В тупике железнодорожной станции Абганерово стоял большой состав из мягких вагонов, в которых жили летчики английской эскадрильи. По вечерам там всегда играла музыка [148] и происходили пьяные оргии. В эшелоне у англичан было много проституток. Так проводили время летчики-интервенты в Советской России.
Моя поездка в Абганерово оказалась очень удачной. На железнодорожной станции в тупике я нашел забытую железнодорожную цистерну грузоподъемностью 16 тонн, почти полностью залитую авиационным бензином. Это была очень ценная для отряда находка. Такое количество бензина обеспечивало боевую работу самолетов на многие месяцы.
Я добился отправки этой цистерны в Сарепту и сам ее сопровождал, боясь, чтобы в пути ее не перехватили. В собранные нами железные бочки мы перекачали из цистерны около половины бензина, а другую половину передали представителю командования авиации 10-й армии.
20 января разразилась снежная буря. Толстый снежный покров устлал аэродром. Самолеты наши были на колесах. Лыж мы не имели. Отряд временно вышел из строя. Для очистки аэродрома от снега у нас не было средств. Решили расчистить только полосу для взлета, чтобы перебазироваться в другое место. За это дело принялись все военнослужащие отряда во главе с командиром и комиссаром.
Я же, как начальник передовой команды, получил задание вновь отправиться на подводах на юг, к Манычу. У села Приютное на Маныче, недавно взятом нашими войсками, мне необходимо было найти аэродром и встретить перелетавшие туда наши самолеты. Весь путь протяжением 325 километров я должен [149] был преодолеть как можно скорее, меняя лошадей в населенных пунктах. Соответствующий мандат, определявший мое право на это, был вручен за подписью командующего группой войск.

• [Строки]
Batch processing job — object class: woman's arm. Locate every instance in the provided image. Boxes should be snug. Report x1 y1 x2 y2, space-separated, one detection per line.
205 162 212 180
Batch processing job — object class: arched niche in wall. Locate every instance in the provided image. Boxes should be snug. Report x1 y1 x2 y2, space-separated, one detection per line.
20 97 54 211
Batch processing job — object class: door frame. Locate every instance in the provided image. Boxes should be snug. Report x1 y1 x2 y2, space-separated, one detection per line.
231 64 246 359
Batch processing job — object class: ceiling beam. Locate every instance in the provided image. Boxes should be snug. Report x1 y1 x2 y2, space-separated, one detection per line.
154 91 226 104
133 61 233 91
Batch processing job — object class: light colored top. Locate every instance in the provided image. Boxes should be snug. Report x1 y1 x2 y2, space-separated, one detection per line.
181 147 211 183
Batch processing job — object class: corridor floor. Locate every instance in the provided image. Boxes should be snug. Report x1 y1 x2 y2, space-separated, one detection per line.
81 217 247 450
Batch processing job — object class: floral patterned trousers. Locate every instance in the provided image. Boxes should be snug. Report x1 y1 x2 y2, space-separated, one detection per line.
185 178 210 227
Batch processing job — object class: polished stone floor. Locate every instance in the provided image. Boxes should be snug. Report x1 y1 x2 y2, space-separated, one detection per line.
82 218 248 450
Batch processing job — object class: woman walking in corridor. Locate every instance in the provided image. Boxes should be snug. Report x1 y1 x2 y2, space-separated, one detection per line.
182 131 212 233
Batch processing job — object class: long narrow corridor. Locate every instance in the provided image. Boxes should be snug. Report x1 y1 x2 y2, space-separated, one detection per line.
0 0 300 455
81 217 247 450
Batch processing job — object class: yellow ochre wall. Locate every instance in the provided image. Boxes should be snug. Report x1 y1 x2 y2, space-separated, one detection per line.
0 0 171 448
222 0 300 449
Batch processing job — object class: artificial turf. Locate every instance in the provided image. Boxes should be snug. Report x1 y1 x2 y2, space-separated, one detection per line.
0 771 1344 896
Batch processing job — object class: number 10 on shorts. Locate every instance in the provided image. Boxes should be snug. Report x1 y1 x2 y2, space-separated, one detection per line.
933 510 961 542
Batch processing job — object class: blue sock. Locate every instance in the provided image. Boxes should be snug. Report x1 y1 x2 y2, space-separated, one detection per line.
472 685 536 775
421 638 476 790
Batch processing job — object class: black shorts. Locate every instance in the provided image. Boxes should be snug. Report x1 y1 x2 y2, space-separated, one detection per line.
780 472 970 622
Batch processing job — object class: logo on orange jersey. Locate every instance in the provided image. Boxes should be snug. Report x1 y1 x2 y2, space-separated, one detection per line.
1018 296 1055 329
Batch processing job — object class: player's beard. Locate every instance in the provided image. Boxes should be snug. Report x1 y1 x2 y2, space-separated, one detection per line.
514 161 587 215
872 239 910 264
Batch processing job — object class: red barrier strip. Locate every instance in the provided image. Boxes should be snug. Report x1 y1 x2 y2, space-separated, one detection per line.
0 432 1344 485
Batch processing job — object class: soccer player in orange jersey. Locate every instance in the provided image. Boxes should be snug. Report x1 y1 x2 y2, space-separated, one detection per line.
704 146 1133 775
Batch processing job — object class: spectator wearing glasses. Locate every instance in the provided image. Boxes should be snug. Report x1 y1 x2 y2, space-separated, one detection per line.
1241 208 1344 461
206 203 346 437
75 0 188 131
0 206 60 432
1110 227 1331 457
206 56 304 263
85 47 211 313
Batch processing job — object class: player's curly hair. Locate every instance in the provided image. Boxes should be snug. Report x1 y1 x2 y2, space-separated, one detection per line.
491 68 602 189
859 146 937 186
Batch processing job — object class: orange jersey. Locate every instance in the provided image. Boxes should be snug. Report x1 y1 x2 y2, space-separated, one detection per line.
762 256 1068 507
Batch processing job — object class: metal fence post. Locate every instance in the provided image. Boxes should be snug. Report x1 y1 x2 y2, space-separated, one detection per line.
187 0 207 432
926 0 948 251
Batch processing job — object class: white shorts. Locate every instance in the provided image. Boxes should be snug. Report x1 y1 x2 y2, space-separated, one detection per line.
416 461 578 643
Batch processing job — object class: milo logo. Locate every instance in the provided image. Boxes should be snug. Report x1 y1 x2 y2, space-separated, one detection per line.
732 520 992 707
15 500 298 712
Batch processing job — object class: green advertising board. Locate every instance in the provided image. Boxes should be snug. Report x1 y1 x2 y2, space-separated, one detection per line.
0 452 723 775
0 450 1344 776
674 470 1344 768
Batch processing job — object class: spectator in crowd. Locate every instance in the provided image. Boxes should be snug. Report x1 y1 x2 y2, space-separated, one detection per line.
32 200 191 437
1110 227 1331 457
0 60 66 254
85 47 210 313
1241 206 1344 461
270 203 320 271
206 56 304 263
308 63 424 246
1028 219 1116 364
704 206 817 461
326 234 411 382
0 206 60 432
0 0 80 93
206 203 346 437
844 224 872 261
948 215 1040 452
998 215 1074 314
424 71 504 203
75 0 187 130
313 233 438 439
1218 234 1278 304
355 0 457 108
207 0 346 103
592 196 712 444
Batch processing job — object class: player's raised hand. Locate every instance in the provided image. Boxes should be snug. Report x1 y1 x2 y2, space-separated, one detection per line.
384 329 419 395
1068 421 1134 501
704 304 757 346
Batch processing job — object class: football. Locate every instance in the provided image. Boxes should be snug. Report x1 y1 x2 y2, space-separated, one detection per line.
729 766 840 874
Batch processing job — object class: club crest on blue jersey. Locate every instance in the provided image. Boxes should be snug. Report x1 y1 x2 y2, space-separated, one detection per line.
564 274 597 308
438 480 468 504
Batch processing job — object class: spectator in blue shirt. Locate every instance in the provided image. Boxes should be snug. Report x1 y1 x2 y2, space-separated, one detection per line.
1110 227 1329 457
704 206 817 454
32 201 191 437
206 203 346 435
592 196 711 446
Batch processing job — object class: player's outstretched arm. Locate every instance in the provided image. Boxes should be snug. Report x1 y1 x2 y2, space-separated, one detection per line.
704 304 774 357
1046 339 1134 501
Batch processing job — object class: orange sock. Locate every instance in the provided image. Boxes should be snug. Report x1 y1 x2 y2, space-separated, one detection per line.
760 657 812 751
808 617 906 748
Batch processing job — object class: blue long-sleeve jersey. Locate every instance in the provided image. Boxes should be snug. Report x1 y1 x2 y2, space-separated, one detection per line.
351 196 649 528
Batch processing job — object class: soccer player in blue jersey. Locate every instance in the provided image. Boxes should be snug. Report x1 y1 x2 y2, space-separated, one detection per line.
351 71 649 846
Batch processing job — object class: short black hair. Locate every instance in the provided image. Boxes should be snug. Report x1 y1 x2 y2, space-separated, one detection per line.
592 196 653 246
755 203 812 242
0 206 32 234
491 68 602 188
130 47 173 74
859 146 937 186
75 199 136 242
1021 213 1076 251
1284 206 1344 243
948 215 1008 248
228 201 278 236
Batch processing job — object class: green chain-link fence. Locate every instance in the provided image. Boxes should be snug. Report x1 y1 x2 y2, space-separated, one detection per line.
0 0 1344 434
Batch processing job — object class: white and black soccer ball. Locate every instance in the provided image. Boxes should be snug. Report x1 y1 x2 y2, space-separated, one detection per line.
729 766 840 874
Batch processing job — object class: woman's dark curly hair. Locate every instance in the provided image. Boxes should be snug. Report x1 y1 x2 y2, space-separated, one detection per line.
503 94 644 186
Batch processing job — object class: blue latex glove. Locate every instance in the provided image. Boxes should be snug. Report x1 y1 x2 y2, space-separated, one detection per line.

• [Письменные задания]
[a] Ответьте на вопросы по отрывку о поездке в Абганерово:
(i) Какой грузоподъемности была цистерна, найденная на станции?
(ii) Какого числа разразилась снежная буря?
(iii) Какой протяженности был путь к Манычу?
[b] Продолжите отрывок о поездке в Абганерово, начав сразу после его последнего предложения.
Эти записи взяты из другого источника.

• [Итоги упражнения]
[a]
(i) 16 тонн.
(ii) 20 января.
(iii) 325 километров.

[b]
В ясный морозный день 22 января передовая команда отряда выступила из Сарепты на четырех гражданских конных подводах. Только через одиннадцать суток мы прибыли в село Приютное. Во второй половине маршрута я получал в каждом крупном населенном пункте телеграммы от Кравцова: ускорить движение. Но несмотря на то, что мы спали всего по три четыре часа в сутки, продвигались все же медленно.
В Приютное мы приехали измученные до крайней степени, а судя по телеграммам Кравцова начальство было нами недовольно, считая, что мы ехали слишком долго.
Части 11-й армии продолжали теснить белых и постепенно приближались к Ставрополю. Ожесточенные бои шли в районе южнее Маныча. Наш фронт, в состав которого входила 11-я армия, назывался Кавказским. С января 1920 года во главе Революционного Военного Совета Кавказского фронта был товарищ Серго Орджоникидзе.
Под аэродром мы решили занять большую площадь в середине села. К этой площади в двух перпендикулярных направлениях подходили такие ровные и широкие улицы, что они могли смело использоваться как взлетные и посадочные полосы. Грунт площади и улиц был сухой и твердый. Правда, в середине площади стояла мельница, но она особенно не мешала и намечена была мною под технический [150] склад, а вокруг нее решили сделать стоянку самолетов.
В селе мы сразу же стали самыми популярными людьми. Нас осаждали предложениями разместить у себя «летчиков» и радушно угощали. Через Приютное шла телеграфная линия из Сарепты в село Дивное, расположенное южнее Маныча, ближе к фронту, куда уже переехали штаб и командование войск группы. Они уже встречали наш отряд, так как очень нуждались в воздушной разведке.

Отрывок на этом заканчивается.